##### Source records #####

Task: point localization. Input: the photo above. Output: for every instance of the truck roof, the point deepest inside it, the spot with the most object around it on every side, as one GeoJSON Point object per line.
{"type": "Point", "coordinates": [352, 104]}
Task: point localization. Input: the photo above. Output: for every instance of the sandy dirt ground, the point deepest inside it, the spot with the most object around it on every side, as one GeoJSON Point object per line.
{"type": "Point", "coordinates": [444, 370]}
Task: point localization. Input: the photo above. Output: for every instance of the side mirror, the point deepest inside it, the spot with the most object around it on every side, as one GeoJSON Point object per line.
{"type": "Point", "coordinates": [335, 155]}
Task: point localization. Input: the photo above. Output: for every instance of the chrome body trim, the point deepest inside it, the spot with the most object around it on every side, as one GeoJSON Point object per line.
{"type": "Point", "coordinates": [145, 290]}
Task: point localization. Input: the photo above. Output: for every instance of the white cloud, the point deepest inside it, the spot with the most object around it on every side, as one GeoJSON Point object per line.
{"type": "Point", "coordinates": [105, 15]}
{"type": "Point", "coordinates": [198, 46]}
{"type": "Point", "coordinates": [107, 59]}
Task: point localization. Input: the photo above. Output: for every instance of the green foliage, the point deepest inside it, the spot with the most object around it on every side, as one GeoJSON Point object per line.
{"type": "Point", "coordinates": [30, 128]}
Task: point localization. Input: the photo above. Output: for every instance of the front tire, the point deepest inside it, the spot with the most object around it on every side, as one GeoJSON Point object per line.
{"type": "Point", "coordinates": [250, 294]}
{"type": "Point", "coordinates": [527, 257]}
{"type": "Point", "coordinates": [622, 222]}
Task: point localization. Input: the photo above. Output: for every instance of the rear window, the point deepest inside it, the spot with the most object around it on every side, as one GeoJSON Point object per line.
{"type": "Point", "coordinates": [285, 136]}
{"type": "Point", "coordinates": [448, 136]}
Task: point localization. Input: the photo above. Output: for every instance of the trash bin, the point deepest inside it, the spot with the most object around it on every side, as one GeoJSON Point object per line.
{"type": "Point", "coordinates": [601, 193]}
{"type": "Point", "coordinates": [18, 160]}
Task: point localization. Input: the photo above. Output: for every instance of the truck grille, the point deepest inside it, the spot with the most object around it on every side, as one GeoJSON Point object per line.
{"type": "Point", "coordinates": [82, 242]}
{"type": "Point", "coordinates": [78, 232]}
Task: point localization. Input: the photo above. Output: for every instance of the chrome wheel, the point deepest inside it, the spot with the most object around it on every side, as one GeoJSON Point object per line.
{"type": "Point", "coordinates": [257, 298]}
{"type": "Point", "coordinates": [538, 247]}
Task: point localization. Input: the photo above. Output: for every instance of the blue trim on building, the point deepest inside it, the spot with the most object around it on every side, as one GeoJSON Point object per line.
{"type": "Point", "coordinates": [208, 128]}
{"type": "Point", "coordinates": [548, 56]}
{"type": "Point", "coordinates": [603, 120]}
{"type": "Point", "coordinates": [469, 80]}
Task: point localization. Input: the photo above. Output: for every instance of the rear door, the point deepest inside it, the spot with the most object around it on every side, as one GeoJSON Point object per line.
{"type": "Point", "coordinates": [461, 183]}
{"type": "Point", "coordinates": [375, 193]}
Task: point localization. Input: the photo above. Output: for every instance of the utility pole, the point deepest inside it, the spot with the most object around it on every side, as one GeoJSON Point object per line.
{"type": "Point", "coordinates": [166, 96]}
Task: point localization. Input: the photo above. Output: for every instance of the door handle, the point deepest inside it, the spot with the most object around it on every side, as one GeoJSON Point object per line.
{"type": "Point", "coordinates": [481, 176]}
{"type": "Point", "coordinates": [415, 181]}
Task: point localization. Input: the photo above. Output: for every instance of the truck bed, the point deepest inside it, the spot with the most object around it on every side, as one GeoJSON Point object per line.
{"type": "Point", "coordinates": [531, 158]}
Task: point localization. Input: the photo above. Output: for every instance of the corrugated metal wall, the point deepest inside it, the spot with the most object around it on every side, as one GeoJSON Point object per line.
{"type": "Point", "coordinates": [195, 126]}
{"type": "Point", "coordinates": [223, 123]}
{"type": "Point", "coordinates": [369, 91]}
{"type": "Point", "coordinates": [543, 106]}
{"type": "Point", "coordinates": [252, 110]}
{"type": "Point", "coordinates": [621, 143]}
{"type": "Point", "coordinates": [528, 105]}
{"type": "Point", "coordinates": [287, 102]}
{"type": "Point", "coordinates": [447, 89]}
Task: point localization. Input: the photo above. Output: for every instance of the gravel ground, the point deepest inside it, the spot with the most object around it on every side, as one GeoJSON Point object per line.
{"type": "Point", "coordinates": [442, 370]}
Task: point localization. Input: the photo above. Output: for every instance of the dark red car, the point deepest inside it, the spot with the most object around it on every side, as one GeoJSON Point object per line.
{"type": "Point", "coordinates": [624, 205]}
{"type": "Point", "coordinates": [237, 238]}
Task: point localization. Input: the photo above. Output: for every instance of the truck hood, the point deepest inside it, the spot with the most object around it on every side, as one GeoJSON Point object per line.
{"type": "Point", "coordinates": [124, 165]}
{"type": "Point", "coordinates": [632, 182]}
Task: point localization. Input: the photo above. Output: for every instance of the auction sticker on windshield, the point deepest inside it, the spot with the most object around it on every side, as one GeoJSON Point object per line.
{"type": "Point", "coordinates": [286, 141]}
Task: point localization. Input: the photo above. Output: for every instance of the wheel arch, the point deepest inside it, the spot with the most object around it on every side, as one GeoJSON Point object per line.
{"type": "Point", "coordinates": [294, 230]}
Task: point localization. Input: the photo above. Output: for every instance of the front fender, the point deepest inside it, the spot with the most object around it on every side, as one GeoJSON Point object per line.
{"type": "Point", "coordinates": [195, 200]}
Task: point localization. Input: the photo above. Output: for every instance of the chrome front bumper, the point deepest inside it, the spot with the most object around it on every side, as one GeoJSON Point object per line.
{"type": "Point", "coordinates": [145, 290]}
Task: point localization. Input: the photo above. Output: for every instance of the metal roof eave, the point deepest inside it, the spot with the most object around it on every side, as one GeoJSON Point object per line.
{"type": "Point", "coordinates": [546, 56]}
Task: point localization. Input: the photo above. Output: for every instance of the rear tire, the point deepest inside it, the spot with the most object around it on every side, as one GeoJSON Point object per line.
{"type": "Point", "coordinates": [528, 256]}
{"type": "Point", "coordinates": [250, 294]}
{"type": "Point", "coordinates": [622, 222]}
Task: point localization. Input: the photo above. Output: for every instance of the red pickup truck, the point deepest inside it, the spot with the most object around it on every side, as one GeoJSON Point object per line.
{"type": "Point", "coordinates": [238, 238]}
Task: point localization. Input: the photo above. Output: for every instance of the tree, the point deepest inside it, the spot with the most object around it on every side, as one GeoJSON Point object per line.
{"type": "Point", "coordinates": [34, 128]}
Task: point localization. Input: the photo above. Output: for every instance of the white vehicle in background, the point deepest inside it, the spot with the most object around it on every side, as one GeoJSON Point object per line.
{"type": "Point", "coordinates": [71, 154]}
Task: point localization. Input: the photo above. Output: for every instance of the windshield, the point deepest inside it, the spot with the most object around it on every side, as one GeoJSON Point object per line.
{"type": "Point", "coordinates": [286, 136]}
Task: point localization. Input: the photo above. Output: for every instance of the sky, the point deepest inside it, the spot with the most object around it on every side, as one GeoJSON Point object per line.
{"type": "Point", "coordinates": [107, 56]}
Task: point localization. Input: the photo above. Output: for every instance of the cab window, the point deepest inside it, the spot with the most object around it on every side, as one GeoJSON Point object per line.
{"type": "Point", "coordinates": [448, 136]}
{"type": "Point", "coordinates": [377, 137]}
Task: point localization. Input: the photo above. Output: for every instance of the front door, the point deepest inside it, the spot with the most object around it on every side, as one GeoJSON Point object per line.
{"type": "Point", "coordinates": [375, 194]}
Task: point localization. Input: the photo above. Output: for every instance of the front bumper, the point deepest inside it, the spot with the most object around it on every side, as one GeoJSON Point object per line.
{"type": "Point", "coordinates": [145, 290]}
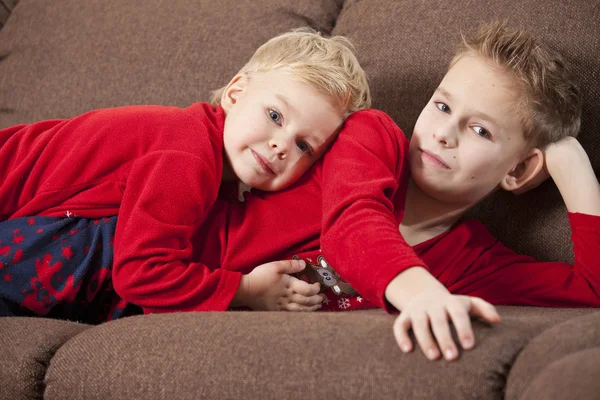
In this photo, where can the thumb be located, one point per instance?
(484, 310)
(290, 266)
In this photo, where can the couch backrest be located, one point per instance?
(62, 58)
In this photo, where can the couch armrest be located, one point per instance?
(550, 356)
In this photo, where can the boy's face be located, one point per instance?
(276, 128)
(469, 136)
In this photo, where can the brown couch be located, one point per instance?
(63, 57)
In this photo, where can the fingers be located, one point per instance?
(441, 330)
(290, 266)
(462, 324)
(401, 327)
(306, 300)
(420, 325)
(304, 288)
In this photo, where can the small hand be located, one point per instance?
(428, 312)
(269, 287)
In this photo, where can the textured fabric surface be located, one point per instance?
(26, 346)
(67, 57)
(405, 47)
(573, 377)
(270, 355)
(6, 7)
(575, 335)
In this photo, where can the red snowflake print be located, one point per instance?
(18, 256)
(4, 250)
(67, 252)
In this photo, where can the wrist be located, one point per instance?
(240, 299)
(411, 282)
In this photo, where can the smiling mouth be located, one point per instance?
(263, 163)
(433, 159)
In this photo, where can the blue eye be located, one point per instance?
(275, 116)
(303, 146)
(443, 107)
(482, 132)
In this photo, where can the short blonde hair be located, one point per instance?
(327, 64)
(550, 99)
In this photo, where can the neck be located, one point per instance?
(228, 175)
(426, 217)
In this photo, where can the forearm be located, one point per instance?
(404, 287)
(574, 176)
(240, 299)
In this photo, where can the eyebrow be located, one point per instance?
(310, 136)
(480, 114)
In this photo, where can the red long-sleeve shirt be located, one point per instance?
(350, 190)
(158, 167)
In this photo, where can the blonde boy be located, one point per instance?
(160, 169)
(504, 116)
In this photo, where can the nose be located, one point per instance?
(281, 146)
(446, 135)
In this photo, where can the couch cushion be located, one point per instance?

#####

- [Instructions to follow]: What the answer should hold is an exact copy of each line from the one containing "In this photo, where can the blonde" to the final line of the listing above.

- [Exercise answer]:
In this photo, where can the blonde boy be located, one point per instance?
(160, 169)
(504, 116)
In this photo, where can the nose be located, one point per instance?
(281, 146)
(446, 135)
In this photo, where can the couch cushion be located, one point per instance?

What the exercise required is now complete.